Only garbage collect action cache entries
The cache should only garbage collect action cache entries based on last access time. CAS entries should have a reference count and only be collected if they are no longer referenced by any cache entry.
Can we make an assumption that one CAS entry is only referenced by one ac entry, so that when we delete ac entry, we just delete all the CAS entries referenced by that ac entry?
Can we make an assumption that one CAS entry is only referenced by one ac entry, so that when we delete ac entry, we just delete all the CAS entries referenced by that ac entry?
No that's generally not true. A blob is often referenced by thousands of action cache entries. I am currently implementing this feature and adding a reference count to each CAS entry. So we'll only evict a CAS entry when its no longer referenced.

□ □ □ □ □

#### [AIM]
Extend the forum thread on garbage collecting action cache entries with the next reply. The lines come from a different source than the thread about cache garbage collection.

□ □ □ □ □

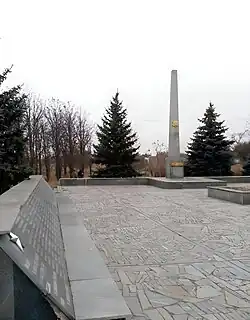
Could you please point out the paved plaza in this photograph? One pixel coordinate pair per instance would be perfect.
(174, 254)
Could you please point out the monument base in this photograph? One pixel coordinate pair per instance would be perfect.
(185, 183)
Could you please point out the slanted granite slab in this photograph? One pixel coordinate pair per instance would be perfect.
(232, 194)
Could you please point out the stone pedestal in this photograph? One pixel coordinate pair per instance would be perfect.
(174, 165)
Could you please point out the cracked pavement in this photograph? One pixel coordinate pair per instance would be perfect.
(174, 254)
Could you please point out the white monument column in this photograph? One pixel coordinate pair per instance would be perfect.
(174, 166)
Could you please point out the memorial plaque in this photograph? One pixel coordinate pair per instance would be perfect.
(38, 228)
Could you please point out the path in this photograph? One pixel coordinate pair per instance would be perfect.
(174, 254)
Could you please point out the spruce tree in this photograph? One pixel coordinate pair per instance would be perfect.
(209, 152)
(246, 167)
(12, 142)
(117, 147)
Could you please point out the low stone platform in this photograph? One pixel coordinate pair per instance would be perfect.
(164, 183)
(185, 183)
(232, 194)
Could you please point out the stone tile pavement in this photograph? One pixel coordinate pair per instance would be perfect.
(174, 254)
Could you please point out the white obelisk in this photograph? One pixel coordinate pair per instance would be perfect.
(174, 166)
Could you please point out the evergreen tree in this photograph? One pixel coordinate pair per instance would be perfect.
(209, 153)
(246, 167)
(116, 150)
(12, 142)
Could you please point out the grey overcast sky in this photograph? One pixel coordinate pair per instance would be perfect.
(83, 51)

□ □ □ □ □

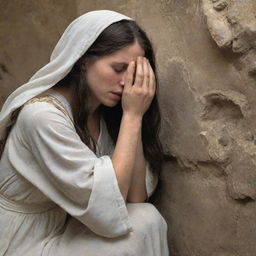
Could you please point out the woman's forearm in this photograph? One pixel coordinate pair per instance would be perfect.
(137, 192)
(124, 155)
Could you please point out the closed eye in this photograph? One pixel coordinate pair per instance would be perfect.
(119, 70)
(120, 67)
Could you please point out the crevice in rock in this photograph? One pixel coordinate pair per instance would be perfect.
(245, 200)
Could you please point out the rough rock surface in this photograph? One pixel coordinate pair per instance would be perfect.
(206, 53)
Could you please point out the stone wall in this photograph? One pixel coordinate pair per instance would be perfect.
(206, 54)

□ □ □ □ □

#### [EXERCISE RESPONSE]
Then when PUT AC/CAS to server, Is the following sequence always guaranteed to ensure the server correctness:
- All the CAS entries referred by a AC are PUT to server first
- Then the AC entry is PUT to server
Also, is it possible to let Bazel back off when it GET an AC entry returns 200 but the corresponding CAS is not found in the server? I found when this happens, bazel build may fail. The Bazel build requirement that CAS entry referred by AC entry always exist in the server causes two drawbacks:
- We have to keep track the reference count of CAS object for garbage collection
- For horizontal scale and load balancing, consistency among servers can be hard to maintain The ideal Bazel behavious is following: Every CAS entry can be tracked back to the corresponding AC that generate it. In case a CAS entry referred by an AC is missing, back track the AC entry and re-run the AC to regenerate the missed CAS entry. This immediately fix the two drawbacks mentioned above.
Also, is it possible to let Bazel back off when it GET an AC entry returns 200 but the corresponding CAS is not found in the server?
This is implemented in my gRPC WiP in #97, and I filed #106 for a backwards-compatible solution for http.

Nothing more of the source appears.